■ Task goal
Reproduce the passage on mobile banking security word for word, starting with "Security of financial" and going on through "life-cycle has expired.".

In the banking world, currency rates may change by the millisecond.
Security of financial transactions, being executed from some remote location and transmission of financial information over the air, are the most complicated challenges that need to be addressed jointly by mobile application developers, wireless network service providers and the banks' IT departments.

One-time passwords (OTPs) are one tool used by financial and banking service providers in the fight against cyber fraud. Instead of relying on traditional memorized passwords, OTPs are requested by consumers each time they want to perform transactions using the online or mobile banking interface. When the request is received the password is sent to the consumer's phone via SMS. The password is expired once it has been used or once its scheduled life-cycle has expired.

■ Records
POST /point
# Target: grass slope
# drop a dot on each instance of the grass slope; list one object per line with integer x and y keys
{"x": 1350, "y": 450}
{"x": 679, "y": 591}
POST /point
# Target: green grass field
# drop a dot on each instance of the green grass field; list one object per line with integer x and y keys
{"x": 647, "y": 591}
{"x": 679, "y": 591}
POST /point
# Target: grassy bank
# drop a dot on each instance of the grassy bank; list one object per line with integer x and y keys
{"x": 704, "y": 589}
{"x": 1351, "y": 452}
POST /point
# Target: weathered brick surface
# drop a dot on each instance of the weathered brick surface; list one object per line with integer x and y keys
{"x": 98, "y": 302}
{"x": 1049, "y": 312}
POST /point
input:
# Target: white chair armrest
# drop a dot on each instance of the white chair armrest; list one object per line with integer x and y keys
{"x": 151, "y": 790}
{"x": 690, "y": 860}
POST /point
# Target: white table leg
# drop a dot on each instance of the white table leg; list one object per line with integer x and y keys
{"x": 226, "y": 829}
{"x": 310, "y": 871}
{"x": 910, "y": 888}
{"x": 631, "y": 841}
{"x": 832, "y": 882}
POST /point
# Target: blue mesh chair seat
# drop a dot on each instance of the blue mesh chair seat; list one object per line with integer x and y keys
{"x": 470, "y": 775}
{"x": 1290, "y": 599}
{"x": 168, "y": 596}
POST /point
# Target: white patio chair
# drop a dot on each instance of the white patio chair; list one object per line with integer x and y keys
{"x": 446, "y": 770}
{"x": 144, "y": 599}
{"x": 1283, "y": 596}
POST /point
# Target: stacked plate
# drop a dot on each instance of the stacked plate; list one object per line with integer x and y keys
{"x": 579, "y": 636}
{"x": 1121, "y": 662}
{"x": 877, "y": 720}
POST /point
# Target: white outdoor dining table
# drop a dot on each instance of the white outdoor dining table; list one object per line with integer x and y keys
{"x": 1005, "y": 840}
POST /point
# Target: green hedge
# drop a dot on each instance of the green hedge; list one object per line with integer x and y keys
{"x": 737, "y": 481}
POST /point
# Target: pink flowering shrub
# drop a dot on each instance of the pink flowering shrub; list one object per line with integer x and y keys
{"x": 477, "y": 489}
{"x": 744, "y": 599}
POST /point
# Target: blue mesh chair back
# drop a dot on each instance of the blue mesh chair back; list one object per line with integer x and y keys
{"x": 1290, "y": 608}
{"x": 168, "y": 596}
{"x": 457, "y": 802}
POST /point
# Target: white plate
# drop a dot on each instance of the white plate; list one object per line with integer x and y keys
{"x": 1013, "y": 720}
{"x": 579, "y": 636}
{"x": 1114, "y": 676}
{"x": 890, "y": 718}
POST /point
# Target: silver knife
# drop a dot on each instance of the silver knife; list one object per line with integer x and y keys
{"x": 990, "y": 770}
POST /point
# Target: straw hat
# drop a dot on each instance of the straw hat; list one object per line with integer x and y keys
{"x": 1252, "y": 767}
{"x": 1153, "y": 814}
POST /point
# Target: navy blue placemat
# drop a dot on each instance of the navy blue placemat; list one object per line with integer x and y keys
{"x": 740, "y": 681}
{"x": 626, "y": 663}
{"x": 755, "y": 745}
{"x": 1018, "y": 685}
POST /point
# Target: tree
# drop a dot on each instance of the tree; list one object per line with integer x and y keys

■ Solved problem
Security of financial transactions, being executed from some remote location and transmission of financial information over the air, are the most complicated challenges that need to be addressed jointly by mobile application developers, wireless network service providers and the banks' IT departments.

One-time passwords (OTPs) are one tool used by financial and banking service providers in the fight against cyber fraud. Instead of relying on traditional memorized passwords, OTPs are requested by consumers each time they want to perform transactions using the online or mobile banking interface. When the request is received the password is sent to the consumer's phone via SMS. The password is expired once it has been used or once its scheduled life-cycle has expired.